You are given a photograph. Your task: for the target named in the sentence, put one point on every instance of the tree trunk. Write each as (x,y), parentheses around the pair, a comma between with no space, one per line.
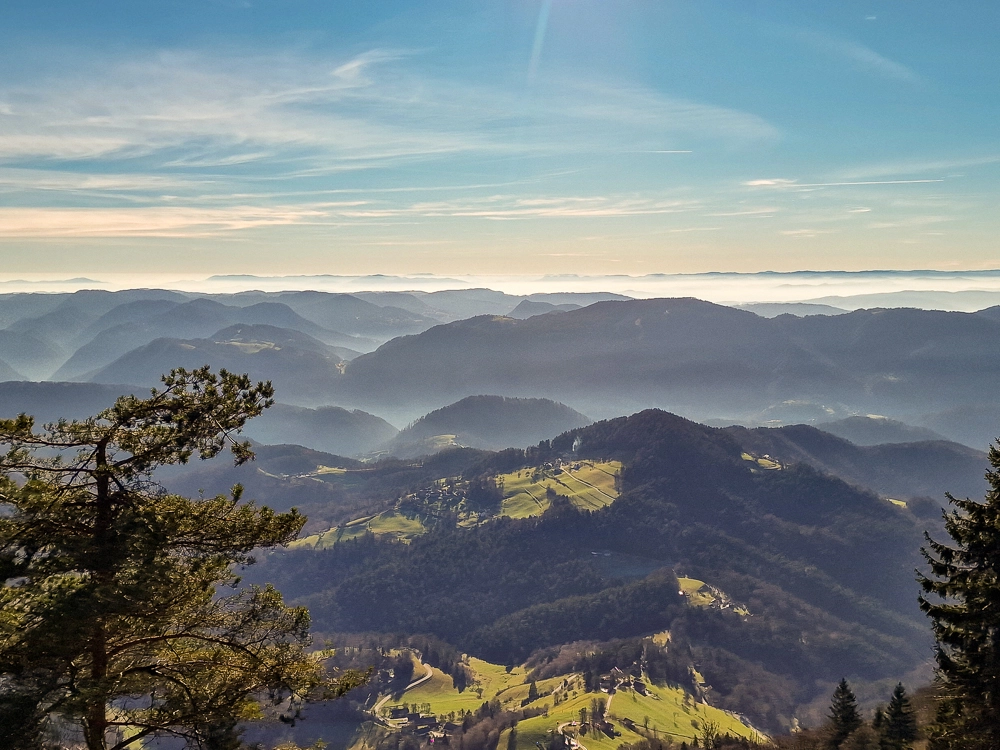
(96,720)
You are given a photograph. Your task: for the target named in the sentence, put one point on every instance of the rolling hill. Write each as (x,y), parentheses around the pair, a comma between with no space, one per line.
(300,367)
(875,430)
(327,428)
(693,357)
(898,470)
(798,603)
(489,422)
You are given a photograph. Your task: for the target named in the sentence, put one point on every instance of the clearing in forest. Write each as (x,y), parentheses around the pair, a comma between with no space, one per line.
(589,485)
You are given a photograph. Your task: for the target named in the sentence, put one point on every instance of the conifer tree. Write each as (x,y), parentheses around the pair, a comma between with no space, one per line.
(844,716)
(532,692)
(899,725)
(965,613)
(113,630)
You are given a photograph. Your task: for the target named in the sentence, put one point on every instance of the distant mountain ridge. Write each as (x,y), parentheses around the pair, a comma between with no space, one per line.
(488,422)
(694,357)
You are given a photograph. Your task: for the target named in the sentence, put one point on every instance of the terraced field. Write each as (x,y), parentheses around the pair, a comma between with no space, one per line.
(391,523)
(489,681)
(664,710)
(589,485)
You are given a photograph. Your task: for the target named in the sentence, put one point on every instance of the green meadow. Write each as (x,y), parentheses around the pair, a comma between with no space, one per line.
(589,485)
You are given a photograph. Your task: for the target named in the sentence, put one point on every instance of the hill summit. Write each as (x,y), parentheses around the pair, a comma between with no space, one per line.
(488,422)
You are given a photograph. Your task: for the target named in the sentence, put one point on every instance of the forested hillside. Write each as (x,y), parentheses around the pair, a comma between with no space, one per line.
(791,552)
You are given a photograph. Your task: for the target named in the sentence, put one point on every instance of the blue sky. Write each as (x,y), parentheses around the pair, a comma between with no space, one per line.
(541,136)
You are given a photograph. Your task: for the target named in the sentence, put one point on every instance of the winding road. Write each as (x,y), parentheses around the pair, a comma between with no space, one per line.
(385,698)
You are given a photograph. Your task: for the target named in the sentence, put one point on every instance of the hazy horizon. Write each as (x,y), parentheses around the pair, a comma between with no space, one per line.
(505,137)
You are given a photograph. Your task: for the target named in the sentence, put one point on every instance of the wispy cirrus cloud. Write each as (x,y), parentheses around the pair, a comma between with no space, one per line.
(513,207)
(161,221)
(858,55)
(786,184)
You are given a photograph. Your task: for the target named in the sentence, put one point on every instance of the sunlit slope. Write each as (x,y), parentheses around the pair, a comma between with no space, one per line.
(662,712)
(588,485)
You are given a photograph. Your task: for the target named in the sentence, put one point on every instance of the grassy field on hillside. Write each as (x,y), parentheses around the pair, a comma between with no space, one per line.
(670,712)
(666,711)
(589,485)
(391,522)
(696,591)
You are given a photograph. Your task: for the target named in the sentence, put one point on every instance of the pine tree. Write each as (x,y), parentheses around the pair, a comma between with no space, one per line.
(844,716)
(899,724)
(110,608)
(965,613)
(532,692)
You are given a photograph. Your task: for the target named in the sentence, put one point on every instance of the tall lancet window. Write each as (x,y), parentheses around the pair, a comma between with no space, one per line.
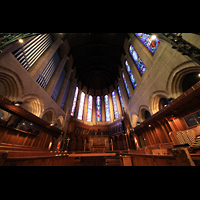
(98,108)
(120,97)
(81,106)
(130,74)
(137,60)
(74,102)
(149,41)
(115,105)
(126,86)
(89,112)
(107,108)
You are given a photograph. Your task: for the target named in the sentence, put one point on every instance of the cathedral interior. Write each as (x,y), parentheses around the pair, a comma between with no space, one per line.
(99,99)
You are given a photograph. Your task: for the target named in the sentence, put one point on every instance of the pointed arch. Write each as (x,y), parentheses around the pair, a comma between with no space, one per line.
(175,79)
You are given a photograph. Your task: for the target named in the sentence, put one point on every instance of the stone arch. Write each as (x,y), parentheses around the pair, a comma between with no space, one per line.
(10,84)
(155,99)
(33,103)
(48,115)
(176,77)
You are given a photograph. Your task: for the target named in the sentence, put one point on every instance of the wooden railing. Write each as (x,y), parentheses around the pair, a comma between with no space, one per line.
(14,156)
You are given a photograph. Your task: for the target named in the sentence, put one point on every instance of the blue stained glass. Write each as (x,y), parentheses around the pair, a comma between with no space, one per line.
(149,42)
(107,108)
(138,62)
(98,108)
(74,102)
(81,106)
(130,74)
(120,96)
(89,112)
(126,86)
(115,105)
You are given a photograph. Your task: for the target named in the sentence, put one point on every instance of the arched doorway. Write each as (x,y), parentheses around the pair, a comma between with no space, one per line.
(163,102)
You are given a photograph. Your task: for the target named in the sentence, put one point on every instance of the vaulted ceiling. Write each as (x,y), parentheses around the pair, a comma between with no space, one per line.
(96,57)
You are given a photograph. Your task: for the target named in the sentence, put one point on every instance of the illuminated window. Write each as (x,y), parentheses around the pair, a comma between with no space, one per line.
(74,102)
(98,108)
(149,41)
(138,62)
(89,112)
(120,97)
(81,106)
(115,105)
(130,74)
(107,108)
(126,86)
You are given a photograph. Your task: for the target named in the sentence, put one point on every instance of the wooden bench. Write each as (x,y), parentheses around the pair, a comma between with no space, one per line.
(34,158)
(183,137)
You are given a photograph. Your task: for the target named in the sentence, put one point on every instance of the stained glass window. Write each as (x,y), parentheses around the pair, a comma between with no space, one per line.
(120,96)
(149,41)
(81,106)
(107,108)
(138,62)
(89,112)
(74,102)
(126,86)
(98,108)
(130,74)
(115,105)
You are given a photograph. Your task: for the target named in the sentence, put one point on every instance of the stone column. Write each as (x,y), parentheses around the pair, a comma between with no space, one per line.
(77,104)
(63,87)
(54,79)
(70,96)
(41,63)
(112,117)
(103,115)
(118,103)
(85,109)
(94,120)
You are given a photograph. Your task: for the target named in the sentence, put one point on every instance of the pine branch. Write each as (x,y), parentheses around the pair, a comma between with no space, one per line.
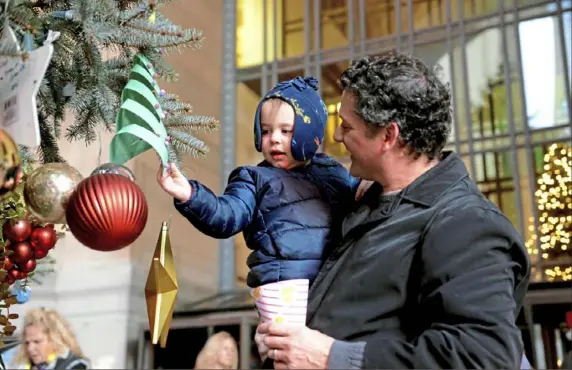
(187,144)
(172,105)
(191,124)
(49,145)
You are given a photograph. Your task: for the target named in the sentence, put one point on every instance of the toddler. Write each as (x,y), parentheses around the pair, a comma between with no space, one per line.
(290,206)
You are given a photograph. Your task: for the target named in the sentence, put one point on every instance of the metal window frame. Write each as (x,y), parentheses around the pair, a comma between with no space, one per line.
(314,58)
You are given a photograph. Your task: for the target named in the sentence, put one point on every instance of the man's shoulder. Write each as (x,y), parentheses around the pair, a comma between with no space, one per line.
(465,201)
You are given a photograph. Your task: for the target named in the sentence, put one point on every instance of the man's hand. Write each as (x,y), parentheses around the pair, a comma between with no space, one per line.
(295,347)
(174,183)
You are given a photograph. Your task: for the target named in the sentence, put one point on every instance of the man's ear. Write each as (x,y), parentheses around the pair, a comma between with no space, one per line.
(390,135)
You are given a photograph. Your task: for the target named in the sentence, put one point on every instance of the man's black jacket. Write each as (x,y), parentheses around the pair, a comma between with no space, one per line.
(431,278)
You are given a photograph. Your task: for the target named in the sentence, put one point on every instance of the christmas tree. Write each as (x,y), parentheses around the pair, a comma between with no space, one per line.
(94,43)
(554,202)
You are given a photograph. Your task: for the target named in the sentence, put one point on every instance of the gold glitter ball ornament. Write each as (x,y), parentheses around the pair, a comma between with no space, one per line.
(48,190)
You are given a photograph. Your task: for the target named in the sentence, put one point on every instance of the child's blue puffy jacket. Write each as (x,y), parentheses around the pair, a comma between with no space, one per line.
(289,217)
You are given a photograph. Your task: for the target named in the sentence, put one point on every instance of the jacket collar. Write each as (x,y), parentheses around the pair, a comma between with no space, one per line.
(428,187)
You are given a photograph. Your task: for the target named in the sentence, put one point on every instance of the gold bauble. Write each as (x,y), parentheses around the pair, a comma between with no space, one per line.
(48,190)
(10,169)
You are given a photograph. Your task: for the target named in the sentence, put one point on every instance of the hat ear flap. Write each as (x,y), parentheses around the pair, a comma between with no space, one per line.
(258,128)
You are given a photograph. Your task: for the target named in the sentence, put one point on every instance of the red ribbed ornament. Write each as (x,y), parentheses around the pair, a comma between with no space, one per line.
(107,212)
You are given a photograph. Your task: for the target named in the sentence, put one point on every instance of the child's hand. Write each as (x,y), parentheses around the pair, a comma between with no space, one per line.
(364,185)
(174,183)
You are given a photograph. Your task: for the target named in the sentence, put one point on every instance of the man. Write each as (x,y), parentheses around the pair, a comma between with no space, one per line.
(429,273)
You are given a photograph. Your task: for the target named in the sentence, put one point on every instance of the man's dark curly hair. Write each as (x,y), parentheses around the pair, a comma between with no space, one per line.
(400,88)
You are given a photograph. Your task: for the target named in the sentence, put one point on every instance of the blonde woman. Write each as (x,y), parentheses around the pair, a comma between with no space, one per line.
(48,343)
(219,352)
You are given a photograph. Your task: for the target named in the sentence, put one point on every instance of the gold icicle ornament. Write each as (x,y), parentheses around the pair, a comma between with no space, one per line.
(161,288)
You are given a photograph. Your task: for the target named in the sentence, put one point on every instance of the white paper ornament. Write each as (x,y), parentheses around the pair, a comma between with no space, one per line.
(19,84)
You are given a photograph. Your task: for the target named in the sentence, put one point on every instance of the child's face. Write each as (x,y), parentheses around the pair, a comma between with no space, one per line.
(277,124)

____

_The exercise_: Begin with the line that contains "of the white" and quote each line after it exactly, stopping after the last line of the data.

_Correct output_:
You are given a photograph. Your task: for the target named in the sentence, put one point on every instance of the white paper ornament. Write each as (x,y), parentheses around the pair, a comma between with no space, one per line.
(19,84)
You are given a photograph. Your task: for the target named in the sentence, put one point on every instance of the child's face. Write each as (x,y), parentheses around the pair, a comma between with no space, one per line.
(277,124)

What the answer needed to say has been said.